(Short problem): Locate every line in the entries below that holds the string "window", and copy each of those lines.

** Begin Material for the task **

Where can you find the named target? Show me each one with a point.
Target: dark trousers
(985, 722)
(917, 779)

** End Material for the task **
** Begin Material for the task **

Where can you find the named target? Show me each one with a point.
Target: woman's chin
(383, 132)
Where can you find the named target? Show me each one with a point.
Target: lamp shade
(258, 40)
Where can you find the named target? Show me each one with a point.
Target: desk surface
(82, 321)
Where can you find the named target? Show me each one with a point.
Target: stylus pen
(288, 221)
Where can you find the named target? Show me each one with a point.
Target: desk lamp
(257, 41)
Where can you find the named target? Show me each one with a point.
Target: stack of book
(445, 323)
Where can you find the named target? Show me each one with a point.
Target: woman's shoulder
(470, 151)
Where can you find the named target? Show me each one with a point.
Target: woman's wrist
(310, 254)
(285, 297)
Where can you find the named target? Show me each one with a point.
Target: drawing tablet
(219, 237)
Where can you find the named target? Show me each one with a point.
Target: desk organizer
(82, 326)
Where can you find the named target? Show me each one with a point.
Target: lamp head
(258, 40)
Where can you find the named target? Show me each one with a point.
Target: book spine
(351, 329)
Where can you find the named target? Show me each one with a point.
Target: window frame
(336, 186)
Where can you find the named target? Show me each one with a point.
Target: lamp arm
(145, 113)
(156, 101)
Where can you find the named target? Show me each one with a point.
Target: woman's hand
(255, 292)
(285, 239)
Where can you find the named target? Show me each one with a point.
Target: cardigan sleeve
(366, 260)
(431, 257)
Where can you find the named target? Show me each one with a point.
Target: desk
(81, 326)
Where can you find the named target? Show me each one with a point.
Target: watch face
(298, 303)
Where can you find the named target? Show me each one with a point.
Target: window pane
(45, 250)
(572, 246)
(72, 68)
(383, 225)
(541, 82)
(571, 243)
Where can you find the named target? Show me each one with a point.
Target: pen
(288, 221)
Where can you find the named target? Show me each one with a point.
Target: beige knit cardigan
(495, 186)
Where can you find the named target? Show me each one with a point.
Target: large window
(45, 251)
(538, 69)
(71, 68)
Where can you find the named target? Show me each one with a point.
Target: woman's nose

** End Material for the task **

(Exercise output):
Target: window frame
Target: window pane
Target: large window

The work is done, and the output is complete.